The study authors analyzed the frequency, duration and intensity (maximum wind speed) of hurricanes over the past 35 years in the five major ocean basins. The time period 1970 to 2005 was chosen because equivalent data was available for all years.
The number and frequency of hurricanes grew until 1995, then fell after that, leaving the overall rate steady.
The largest increases in intensity occurred in the North Pacific, Indian and Southwest Pacific Oceans, while the smallest percentage increase occurred in the North Atlantic.
"In all basins including the Atlantic, category 4 and 5 hurricanes have increased enormously, almost by a factor of two," Webster said. "It's not too far from the imagination to be able to ascribe changes in hurricane intensity to SST [sea surface temperatures]."
Hurricanes are rated on a scale of one to five, based on the Saffir/Simpson Hurricane Scale. A category 1 storm has winds ranging from 74 to 95 mph; a category 5 hurricane has winds exceeding 155 mph.
The number of category 1 hurricanes remained about the same, the study found, while the most severe hurricanes have not become any more intense.
Landsea contested some of the data and some of the findings.
"At the start of the study, in 1970, there was no way to even estimate what the winds were of hurricanes over open oceans," he said.
And information on the Atlantic, where planes have been flying since the 1960s, should be the most reliable and that's showing the smallest change of all six ocean basins, he pointed out.

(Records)
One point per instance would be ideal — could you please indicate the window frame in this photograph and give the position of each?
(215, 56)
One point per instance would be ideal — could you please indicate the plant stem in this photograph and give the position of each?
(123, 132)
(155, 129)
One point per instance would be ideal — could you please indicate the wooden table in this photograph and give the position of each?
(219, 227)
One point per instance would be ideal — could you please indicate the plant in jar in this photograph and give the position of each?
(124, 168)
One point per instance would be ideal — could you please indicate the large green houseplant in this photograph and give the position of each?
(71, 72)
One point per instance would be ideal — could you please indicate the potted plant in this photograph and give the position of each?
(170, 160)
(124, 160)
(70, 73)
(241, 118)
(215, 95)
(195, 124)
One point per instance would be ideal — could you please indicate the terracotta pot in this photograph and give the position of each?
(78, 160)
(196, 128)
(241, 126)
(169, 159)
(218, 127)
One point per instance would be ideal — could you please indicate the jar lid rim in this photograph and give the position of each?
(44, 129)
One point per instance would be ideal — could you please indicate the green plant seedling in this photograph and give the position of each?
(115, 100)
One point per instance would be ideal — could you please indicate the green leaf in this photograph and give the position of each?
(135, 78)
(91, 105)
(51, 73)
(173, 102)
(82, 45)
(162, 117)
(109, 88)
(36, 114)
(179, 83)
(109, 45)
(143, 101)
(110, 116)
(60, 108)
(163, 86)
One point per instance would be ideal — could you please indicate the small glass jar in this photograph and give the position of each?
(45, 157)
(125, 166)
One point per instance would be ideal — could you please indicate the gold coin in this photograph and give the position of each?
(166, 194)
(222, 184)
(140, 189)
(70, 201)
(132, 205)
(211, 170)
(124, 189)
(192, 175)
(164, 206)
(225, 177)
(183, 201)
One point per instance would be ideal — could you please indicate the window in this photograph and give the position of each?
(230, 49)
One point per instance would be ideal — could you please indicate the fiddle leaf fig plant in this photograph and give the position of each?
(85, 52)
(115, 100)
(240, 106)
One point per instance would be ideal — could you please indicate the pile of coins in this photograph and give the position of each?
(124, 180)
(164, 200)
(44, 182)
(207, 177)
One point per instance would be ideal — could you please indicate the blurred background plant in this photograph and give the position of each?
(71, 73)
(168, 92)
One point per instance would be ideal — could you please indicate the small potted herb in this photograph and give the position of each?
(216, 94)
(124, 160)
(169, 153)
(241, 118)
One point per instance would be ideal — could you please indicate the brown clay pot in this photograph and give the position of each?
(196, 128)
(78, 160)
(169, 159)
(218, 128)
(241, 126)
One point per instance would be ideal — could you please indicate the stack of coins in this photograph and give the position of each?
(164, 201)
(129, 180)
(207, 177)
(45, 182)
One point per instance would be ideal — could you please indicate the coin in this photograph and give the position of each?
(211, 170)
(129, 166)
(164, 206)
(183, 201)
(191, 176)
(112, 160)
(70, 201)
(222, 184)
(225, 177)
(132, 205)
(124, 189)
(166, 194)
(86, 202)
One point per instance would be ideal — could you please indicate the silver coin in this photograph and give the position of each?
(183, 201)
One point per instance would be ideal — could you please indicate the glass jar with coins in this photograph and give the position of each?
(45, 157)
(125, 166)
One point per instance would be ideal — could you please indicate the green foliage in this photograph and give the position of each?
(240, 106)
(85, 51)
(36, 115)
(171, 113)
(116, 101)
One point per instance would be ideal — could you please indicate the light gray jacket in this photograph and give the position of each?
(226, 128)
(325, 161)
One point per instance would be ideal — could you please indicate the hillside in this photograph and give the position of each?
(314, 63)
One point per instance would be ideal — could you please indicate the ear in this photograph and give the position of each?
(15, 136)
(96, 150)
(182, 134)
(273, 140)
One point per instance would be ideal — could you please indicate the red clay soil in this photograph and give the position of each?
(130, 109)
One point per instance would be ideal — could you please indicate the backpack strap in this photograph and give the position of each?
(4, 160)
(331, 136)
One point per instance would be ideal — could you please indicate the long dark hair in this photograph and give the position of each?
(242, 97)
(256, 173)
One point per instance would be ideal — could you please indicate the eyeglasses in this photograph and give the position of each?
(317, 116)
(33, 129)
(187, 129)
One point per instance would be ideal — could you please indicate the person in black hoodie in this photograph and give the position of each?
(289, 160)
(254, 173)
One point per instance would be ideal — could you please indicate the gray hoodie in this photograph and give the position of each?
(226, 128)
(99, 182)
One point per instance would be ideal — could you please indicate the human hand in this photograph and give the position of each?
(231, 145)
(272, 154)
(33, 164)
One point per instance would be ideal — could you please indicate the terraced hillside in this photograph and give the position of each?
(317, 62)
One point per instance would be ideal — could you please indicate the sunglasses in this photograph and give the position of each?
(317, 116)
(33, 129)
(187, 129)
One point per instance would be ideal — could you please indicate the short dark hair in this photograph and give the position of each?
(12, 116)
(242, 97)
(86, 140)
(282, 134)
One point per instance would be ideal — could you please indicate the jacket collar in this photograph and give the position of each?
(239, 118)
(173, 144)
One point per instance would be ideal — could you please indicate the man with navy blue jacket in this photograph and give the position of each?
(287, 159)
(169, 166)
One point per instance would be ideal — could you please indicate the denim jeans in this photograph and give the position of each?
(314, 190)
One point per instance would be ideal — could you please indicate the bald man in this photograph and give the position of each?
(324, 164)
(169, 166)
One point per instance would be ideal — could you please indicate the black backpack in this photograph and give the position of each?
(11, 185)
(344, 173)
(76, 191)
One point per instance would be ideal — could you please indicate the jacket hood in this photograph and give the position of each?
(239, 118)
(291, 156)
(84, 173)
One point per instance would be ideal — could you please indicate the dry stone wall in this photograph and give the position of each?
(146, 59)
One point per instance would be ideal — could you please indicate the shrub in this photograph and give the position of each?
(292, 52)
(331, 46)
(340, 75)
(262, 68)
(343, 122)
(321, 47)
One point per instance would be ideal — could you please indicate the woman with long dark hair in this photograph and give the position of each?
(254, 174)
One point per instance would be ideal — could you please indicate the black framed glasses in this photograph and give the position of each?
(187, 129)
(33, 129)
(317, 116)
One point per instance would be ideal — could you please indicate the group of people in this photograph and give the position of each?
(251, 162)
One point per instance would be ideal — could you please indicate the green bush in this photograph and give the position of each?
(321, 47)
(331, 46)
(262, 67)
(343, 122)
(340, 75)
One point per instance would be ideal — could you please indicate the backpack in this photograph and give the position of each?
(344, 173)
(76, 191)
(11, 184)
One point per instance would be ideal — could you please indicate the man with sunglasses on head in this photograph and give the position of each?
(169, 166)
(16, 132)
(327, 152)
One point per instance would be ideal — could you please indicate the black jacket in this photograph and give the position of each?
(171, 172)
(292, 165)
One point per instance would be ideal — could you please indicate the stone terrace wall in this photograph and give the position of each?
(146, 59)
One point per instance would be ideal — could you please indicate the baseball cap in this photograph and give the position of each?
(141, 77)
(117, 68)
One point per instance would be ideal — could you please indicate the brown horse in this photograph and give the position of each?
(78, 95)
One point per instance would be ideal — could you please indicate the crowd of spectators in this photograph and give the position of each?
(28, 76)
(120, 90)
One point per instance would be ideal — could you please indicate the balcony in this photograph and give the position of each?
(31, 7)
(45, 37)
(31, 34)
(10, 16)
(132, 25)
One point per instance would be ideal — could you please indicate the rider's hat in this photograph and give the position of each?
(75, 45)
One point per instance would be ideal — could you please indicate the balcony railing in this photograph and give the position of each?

◆ **Objective**
Rewrite the part of the hurricane text that opens with the words containing "The number and" and closes with "exceeding 155 mph.", changing "sea surface temperatures" to "ocean surface temperatures". You won't need the records for this.

◆ **Answer to this exercise**
The number and frequency of hurricanes grew until 1995, then fell after that, leaving the overall rate steady.
The largest increases in intensity occurred in the North Pacific, Indian and Southwest Pacific Oceans, while the smallest percentage increase occurred in the North Atlantic.
"In all basins including the Atlantic, category 4 and 5 hurricanes have increased enormously, almost by a factor of two," Webster said. "It's not too far from the imagination to be able to ascribe changes in hurricane intensity to SST [ocean surface temperatures]."
Hurricanes are rated on a scale of one to five, based on the Saffir/Simpson Hurricane Scale. A category 1 storm has winds ranging from 74 to 95 mph; a category 5 hurricane has winds exceeding 155 mph.